Work to do
Can you transcribe every entry word for word, skipping the images?

Input rows
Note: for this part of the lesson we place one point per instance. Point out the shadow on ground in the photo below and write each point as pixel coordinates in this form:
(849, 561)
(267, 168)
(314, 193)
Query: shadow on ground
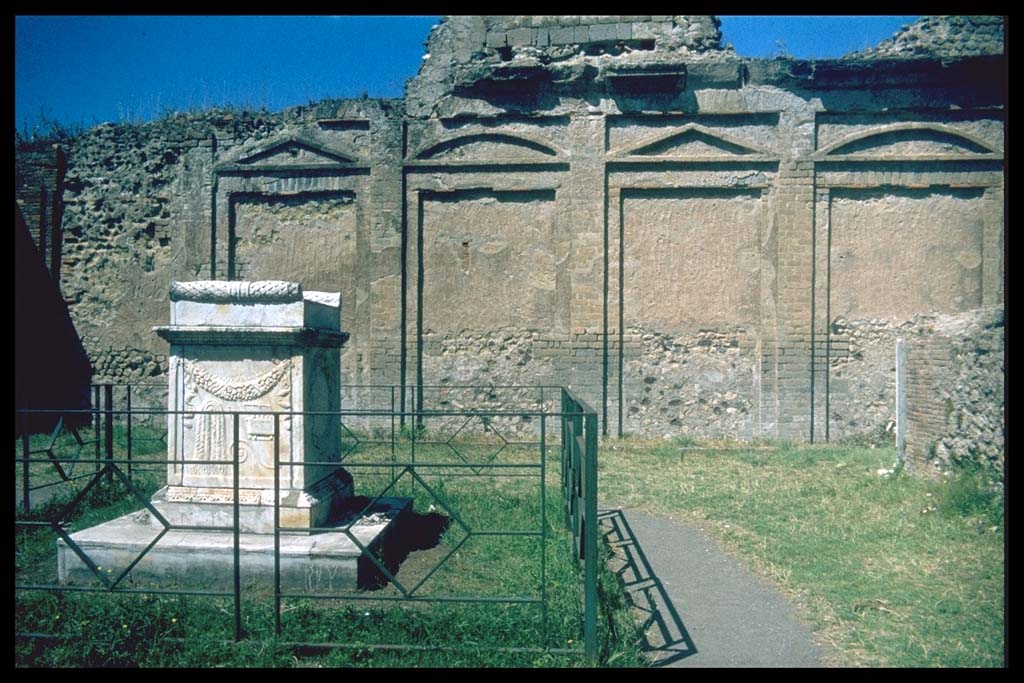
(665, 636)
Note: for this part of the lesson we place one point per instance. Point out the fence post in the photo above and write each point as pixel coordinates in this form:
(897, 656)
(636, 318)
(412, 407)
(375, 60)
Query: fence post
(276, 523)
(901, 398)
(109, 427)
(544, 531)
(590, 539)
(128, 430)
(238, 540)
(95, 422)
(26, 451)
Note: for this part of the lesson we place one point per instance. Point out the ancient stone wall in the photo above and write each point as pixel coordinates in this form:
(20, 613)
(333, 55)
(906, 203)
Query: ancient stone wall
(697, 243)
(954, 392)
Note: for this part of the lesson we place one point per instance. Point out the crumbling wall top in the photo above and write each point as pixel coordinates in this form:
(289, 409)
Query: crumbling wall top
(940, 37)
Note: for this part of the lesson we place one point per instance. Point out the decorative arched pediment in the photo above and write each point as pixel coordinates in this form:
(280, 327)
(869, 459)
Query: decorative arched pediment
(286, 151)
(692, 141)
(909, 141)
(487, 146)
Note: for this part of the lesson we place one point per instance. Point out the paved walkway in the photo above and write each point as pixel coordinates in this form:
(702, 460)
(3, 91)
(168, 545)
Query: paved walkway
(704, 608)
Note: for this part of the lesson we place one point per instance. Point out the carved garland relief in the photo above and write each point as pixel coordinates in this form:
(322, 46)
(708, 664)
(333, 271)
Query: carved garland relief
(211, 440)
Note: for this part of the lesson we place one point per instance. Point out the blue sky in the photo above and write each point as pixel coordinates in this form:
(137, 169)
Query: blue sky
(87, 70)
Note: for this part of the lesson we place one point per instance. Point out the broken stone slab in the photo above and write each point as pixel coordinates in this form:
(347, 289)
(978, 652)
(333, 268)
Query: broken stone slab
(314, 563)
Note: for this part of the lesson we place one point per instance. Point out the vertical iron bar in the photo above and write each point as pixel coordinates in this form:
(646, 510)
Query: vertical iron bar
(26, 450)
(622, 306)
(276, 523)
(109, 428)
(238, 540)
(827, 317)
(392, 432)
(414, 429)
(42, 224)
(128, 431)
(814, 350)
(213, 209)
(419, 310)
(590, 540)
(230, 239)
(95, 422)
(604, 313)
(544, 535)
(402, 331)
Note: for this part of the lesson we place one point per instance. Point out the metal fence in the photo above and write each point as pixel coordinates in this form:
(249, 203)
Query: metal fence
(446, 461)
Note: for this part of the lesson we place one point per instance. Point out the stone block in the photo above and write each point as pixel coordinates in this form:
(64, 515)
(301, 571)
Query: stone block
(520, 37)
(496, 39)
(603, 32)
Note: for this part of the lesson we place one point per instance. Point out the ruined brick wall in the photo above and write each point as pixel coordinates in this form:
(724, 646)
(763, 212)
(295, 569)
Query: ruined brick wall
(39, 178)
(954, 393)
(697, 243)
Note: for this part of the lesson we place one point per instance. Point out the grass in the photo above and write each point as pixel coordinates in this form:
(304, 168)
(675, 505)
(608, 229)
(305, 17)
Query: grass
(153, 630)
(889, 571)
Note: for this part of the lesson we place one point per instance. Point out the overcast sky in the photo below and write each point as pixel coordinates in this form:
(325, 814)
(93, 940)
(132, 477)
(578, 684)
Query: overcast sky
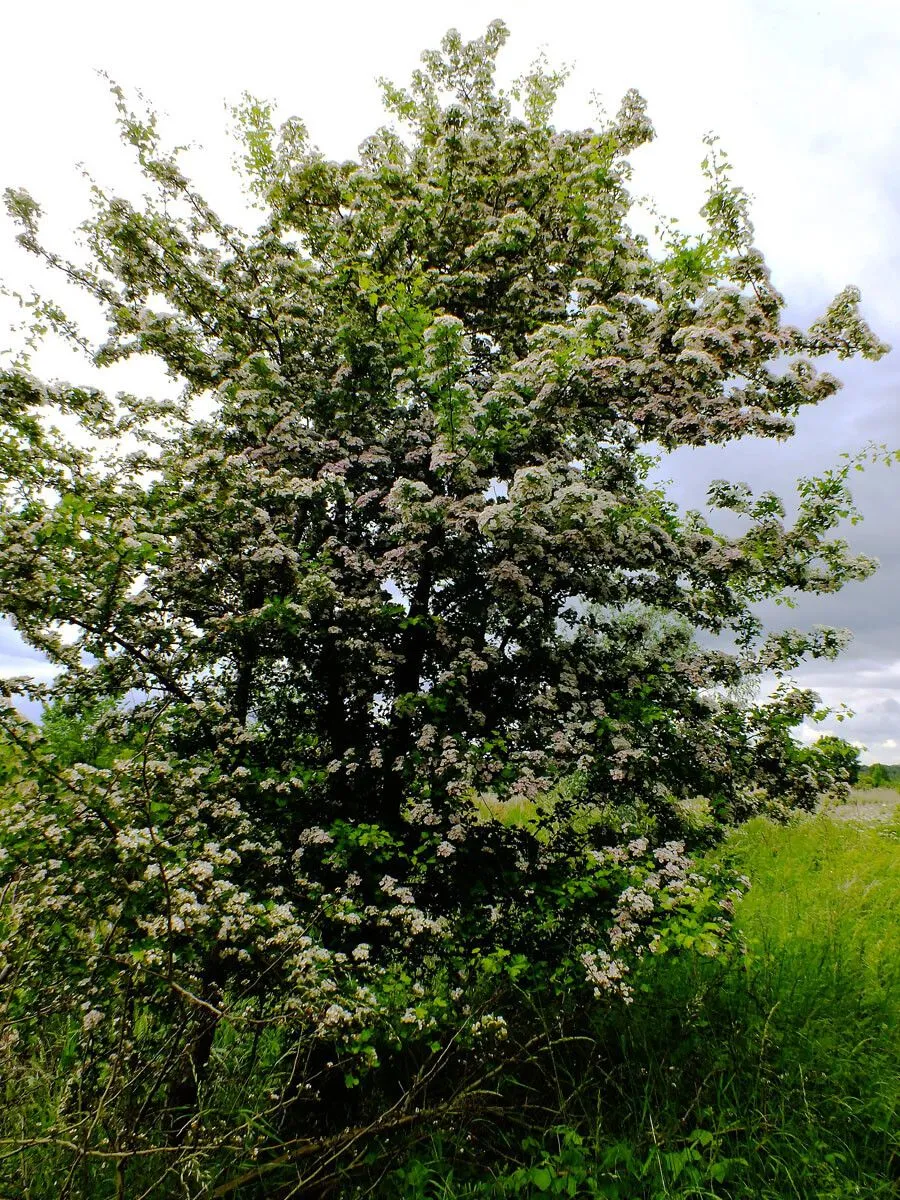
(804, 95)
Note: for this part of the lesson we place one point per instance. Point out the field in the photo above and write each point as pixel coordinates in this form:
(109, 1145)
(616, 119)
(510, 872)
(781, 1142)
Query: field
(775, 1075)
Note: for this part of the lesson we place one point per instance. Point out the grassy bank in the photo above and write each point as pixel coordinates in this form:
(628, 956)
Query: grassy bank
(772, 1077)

Written answer
Note: for this part of the lesson we place one point per instance. Point out the shadow on ground in the photo below and write each point as pixel coordinates in this form:
(849, 561)
(267, 168)
(314, 193)
Query: shadow on ground
(665, 636)
Note: for this part of the lesson we place one point per instance. Point out the fence post in the photo above and write each point as pixel coordinates in this form:
(897, 656)
(636, 318)
(412, 407)
(375, 60)
Query: fence post
(276, 523)
(901, 398)
(109, 427)
(544, 531)
(590, 539)
(128, 430)
(238, 540)
(95, 422)
(26, 451)
Note: for this part of the lesson we place one point per instance. Point out the ancient stone wall in the photo above and write each point as pixel coordinates in this form:
(20, 613)
(333, 55)
(906, 203)
Query: ancient stone wall
(697, 243)
(954, 392)
Note: for this part of the lesson we place one point per instance. Point out the crumbling wall top in the photo above and write each point as pixel coordinates in this form:
(289, 409)
Query: crumbling wall top
(940, 37)
Note: for this part of the lesson we place one point per instance. Point out the decorative arched pediment in the photo above and write each point as pixel coordinates in this form:
(280, 327)
(869, 459)
Query: decorative arched pediment
(286, 151)
(692, 141)
(909, 141)
(487, 146)
Note: for this part of the lesson we place one point per instance. Point out the paved walkway in the photo above and write each point as pixel coordinates in this form:
(702, 460)
(3, 91)
(168, 545)
Query: paved walkway
(704, 608)
Note: for this part of the lesson we place one point per instance. Point out the carved garland relief in the photo above and write each point as pixel coordinates in this form:
(322, 46)
(708, 664)
(333, 271)
Query: carved garland relief
(211, 440)
Note: for this part of the lesson we place one point per instance. Point out the blue sky in the photo above and write each point as pixel coordinates in this form:
(137, 169)
Query: blue sky
(87, 70)
Note: for this part of the lesson we place one point per instance. Point out the broken stone slab in the photo above and write each point as pixel coordinates in this form:
(347, 289)
(978, 652)
(333, 268)
Query: broken stone slab
(314, 563)
Note: for this part of the lesson we place one point per instance. Point out the vertical iron bar in the photo above and write each point as pixel coordinates in this form:
(646, 510)
Query: vertical iron bar
(26, 450)
(622, 306)
(276, 523)
(109, 428)
(238, 540)
(827, 317)
(392, 432)
(414, 429)
(42, 224)
(128, 431)
(814, 350)
(213, 209)
(419, 310)
(590, 540)
(230, 239)
(95, 422)
(604, 313)
(544, 535)
(402, 331)
Note: for this part of the lesson we place one point per instance. Point out the metal fence in the photo above and write each point as pixel coordinates in this form:
(249, 203)
Query: metal fence
(446, 461)
Note: for this part of the lesson we place one point per instance. Point out the stone block in the photo above and write each point as pixel coordinates in this form:
(64, 515)
(301, 571)
Query: stone block
(520, 37)
(496, 39)
(603, 32)
Note: for this part of the lesson we place one point per instance. Point out the ruined brick wall in the photo above and write each point as pixel coordinates in this form:
(724, 646)
(763, 212)
(295, 569)
Query: ruined brick wall
(39, 178)
(954, 393)
(697, 243)
Note: for this part of the lesson we place one point per instance. Point out the grass in the photo above and write each point as pixel coordinates in this form:
(304, 168)
(675, 505)
(608, 229)
(305, 17)
Query: grass
(153, 630)
(889, 571)
Note: for this part of the lesson we place one point per instance. Point out the overcast sky in the photo below and write each point as pixel coordinates in this form:
(325, 814)
(93, 940)
(132, 477)
(578, 684)
Query: overcast sky
(804, 95)
Note: for this part of the lesson we place one point per instance. Point out the field in the photo above and write each point as pixel coordinates in this form:
(109, 1145)
(616, 119)
(510, 872)
(781, 1142)
Query: field
(775, 1075)
Note: for this part of the lesson we place one point per instance. Point out the grassy bank in the photo above and write each point as pixel coordinates in this form:
(628, 956)
Query: grassy bank
(772, 1077)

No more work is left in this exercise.